--- WHAT TO PRODUCE ---
Retype the material that follows, keeping every word as it is.

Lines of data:
+ + + +
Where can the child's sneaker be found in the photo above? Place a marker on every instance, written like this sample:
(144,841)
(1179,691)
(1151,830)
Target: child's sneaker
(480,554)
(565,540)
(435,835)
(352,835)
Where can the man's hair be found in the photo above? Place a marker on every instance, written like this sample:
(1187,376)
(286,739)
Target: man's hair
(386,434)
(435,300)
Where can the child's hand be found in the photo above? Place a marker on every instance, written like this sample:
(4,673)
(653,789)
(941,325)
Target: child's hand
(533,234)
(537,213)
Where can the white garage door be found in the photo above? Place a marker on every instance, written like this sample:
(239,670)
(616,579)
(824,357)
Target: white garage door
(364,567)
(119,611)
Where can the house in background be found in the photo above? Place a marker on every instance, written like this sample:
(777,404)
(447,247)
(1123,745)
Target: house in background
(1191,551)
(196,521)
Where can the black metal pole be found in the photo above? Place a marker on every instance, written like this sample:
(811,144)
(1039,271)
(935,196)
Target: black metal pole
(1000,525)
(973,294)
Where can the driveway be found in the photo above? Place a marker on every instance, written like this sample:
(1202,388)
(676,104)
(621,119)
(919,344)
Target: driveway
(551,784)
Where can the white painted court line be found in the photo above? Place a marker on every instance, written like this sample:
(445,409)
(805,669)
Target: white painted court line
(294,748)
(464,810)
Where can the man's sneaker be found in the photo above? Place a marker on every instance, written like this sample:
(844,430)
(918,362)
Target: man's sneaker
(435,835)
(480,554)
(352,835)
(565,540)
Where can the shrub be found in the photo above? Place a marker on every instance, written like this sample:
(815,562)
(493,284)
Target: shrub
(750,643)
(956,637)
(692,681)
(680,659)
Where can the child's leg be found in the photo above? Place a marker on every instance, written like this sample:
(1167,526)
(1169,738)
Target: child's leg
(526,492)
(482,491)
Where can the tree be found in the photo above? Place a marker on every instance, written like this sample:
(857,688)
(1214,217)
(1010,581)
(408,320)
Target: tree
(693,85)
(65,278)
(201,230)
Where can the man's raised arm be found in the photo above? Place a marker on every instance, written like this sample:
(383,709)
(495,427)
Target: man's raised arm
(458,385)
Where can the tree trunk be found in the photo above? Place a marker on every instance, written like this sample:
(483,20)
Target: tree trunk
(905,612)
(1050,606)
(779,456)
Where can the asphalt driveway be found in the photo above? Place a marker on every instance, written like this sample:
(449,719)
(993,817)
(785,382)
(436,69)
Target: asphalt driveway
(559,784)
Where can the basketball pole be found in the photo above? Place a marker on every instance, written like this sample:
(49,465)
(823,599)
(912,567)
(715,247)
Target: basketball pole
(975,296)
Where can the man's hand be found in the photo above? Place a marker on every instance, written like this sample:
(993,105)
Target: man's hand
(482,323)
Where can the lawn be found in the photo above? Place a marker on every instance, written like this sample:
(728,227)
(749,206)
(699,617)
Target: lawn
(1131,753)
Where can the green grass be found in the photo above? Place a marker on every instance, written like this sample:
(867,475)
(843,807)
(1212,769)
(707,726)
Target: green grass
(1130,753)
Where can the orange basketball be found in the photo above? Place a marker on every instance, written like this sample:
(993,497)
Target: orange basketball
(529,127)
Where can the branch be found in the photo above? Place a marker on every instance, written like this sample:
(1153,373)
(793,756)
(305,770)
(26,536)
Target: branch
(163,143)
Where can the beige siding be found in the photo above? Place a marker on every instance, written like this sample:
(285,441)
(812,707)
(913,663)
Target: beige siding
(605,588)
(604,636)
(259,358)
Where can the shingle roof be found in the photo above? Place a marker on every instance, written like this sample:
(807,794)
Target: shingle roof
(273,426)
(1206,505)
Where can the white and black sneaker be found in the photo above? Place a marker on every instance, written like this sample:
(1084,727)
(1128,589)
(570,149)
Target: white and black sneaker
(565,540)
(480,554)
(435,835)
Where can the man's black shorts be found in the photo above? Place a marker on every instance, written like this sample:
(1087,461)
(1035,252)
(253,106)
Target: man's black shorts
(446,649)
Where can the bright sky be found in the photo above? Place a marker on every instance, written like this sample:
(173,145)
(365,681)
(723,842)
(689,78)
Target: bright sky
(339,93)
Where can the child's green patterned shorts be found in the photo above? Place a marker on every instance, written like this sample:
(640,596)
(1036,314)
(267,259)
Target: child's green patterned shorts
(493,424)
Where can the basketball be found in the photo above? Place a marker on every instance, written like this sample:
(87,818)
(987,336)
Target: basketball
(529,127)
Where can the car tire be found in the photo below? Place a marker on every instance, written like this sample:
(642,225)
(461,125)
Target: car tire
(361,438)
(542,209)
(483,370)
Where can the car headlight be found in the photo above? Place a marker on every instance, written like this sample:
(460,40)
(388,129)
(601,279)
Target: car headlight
+ + + +
--- ANSWER TO THE EXERCISE ---
Where can the child's sneaker be found in the photo above? Place a marker on every instance, written like this sample:
(144,841)
(1179,691)
(1151,830)
Target: child's sneaker
(480,554)
(565,540)
(435,835)
(352,835)
Where can the man's hair be found in the photo above? Place a marker on every instance, written like this sample:
(1187,376)
(286,739)
Target: man's hair
(386,434)
(435,300)
Where can the child's hand be found in the photo above? Place a marker on every instance, written like this sample:
(4,673)
(653,789)
(941,325)
Target: child's hand
(533,234)
(537,213)
Where can the white garage door be found in the photo above? Place a marker on every instance, written like this sample:
(239,670)
(616,579)
(824,357)
Target: white garage door
(364,567)
(119,611)
Where can the house in background be found in the photo above? Place a marker on every instance, written like this sample:
(777,404)
(447,247)
(1123,745)
Target: house in background
(1191,551)
(196,521)
Where can the black metal pole be found in the photo above? Place a marker on every instance, written like this sample:
(811,144)
(1039,271)
(935,196)
Target: black metal pole
(1000,525)
(973,294)
Where can the driveway be found in the photo above? Place a marker on every instance, written like this sample:
(1202,388)
(676,104)
(621,119)
(919,344)
Target: driveway
(551,784)
Where can the white painted court line be found in the photo above? Place a marker on every instance, written like this sample:
(445,409)
(805,669)
Target: white painted court line
(294,748)
(464,810)
Where can the man's sneaker be found in the photo above? Place a marker on every instance, written like this sample:
(844,430)
(918,362)
Target: man's sneaker
(435,835)
(480,554)
(352,835)
(565,540)
Where can the shrub be found in the photo above? Place a marker on every instance, written like this sample:
(815,562)
(493,284)
Target: shrub
(750,643)
(956,637)
(692,681)
(680,659)
Where can the child's leg be found in the photo above? Place a marker on every instance, written like this sample:
(1167,526)
(1169,738)
Target: child's leg
(526,492)
(482,491)
Where can the tree be found in the photo above? Place a marker on every instance, written like this sample:
(857,688)
(1214,217)
(1010,581)
(408,320)
Target: tree
(693,85)
(65,278)
(201,230)
Where can the man's raised arm be found in the photo above? Place a marker on every instance, written like this sample:
(383,709)
(495,427)
Target: man's raised arm
(458,385)
Where can the tree trunk be found in the photo above? Place a marker on every instance, written like this sample:
(483,20)
Target: tree trunk
(905,612)
(1050,606)
(779,456)
Where can the asphalt driveway be found in the photo above? Place a marker on every instance, written like this sample:
(449,719)
(993,817)
(785,382)
(436,69)
Target: asphalt driveway
(559,784)
Where can the basketball pole be found in the photo above? Place a marker on every instance, written like this sample:
(49,465)
(823,599)
(912,567)
(715,247)
Target: basketball pole
(975,296)
Where can the man's hand be found in the photo above? Place a marker on every instance, written like this sample:
(993,105)
Target: man's hand
(482,323)
Where can the lawn be found in the photo above? Place a marker on every instance, written like this sample:
(728,227)
(749,206)
(699,617)
Target: lawn
(1131,753)
Where can the green grass be found in the photo above? Place a marker on every instance, written like this sample:
(867,475)
(843,807)
(1212,769)
(707,726)
Target: green grass
(1130,753)
Where can the orange basketball be found in the photo above? Place a marker on every instance, written like this sample:
(993,497)
Target: orange basketball
(529,127)
Where can the branch be found in the photo above? Place a marker on every instance, written like this sample:
(1153,373)
(793,756)
(305,770)
(26,536)
Target: branch
(163,143)
Where can the beige siding be found in the photo above? Place a marker on every instance, written like this sample:
(285,441)
(812,707)
(913,663)
Target: beige siding
(605,588)
(604,636)
(259,358)
Where can the shingle roof be found in the photo above? Place a marker on every instance, written like this sample:
(807,794)
Target: shingle roof
(273,426)
(1206,505)
Where can the white and black sneaker be found in the photo above? Place a marker on every instance, written like this sample:
(1084,727)
(1128,589)
(570,149)
Target: white and black sneaker
(565,540)
(480,554)
(435,835)
Where can the man's black shorts be found in the photo above? Place a marker on every instance, written like this sample:
(1087,461)
(1035,252)
(253,106)
Target: man's black shorts
(446,649)
Where can the bright sky be found in the photo above? Place a marker on every instance, written like this sample:
(173,145)
(365,681)
(723,842)
(689,78)
Target: bright sky
(339,93)
Where can the child's green patterned shorts be found in the photo above? Place a marker on every instance, written like this sample:
(640,596)
(1036,314)
(267,259)
Target: child's green patterned shorts
(493,424)
Where can the basketball be found in the photo above? Place a marker on every instance, written like this sample:
(87,818)
(987,336)
Target: basketball
(529,127)
Where can the car tire be found in the photo below? Place a marker on every instance, written like this sample:
(642,225)
(461,125)
Target: car tire
(361,438)
(542,209)
(483,370)
Where can the car headlight be found in the photo above? Place a marker on every instance, written like this sample:
(460,40)
(388,129)
(601,279)
Target: car headlight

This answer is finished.